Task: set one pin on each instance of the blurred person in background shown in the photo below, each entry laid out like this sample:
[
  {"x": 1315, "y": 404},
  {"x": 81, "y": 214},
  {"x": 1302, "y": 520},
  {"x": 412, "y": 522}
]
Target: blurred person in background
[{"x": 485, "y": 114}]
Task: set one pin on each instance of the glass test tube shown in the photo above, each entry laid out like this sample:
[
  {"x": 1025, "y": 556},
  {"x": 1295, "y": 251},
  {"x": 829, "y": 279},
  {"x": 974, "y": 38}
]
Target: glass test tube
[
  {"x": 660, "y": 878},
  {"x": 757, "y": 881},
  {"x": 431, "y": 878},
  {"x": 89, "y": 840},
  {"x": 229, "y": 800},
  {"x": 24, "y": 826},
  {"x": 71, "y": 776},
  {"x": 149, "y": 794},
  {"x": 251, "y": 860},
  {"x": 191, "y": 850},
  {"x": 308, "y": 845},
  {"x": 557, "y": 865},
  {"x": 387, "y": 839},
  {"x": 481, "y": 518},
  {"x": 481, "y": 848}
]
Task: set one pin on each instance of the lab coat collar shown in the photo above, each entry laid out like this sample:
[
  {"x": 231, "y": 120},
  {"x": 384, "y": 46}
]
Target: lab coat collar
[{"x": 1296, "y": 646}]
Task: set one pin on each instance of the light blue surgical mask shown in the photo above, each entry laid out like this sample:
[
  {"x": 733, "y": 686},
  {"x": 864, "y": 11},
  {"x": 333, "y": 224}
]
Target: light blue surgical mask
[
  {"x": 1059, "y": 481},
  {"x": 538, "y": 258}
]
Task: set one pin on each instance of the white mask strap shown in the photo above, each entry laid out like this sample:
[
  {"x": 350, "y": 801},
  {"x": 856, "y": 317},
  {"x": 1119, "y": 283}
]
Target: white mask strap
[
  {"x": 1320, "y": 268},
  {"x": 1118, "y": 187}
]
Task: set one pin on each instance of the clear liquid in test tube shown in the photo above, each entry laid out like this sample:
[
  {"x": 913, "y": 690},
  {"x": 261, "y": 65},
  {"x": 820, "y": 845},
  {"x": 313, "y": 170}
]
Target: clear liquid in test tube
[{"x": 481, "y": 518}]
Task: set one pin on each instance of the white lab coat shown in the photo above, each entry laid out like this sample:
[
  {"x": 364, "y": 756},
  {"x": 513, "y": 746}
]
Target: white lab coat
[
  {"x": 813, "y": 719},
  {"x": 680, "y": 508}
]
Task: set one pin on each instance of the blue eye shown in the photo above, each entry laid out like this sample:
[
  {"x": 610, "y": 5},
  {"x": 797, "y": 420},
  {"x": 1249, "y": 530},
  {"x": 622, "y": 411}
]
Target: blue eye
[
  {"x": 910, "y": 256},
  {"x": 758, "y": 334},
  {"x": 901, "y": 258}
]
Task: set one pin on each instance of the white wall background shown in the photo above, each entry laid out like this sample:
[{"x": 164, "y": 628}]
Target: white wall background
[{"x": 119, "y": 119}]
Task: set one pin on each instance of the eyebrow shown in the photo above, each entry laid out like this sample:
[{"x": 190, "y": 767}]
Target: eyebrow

•••

[Task brief] Where a line in the entries holds "eyebrow", copy that line.

[Answer below]
Task: set one pin on each instance of the eyebrow shown in the photo above, each entry laid out like this sample:
Target: eyebrow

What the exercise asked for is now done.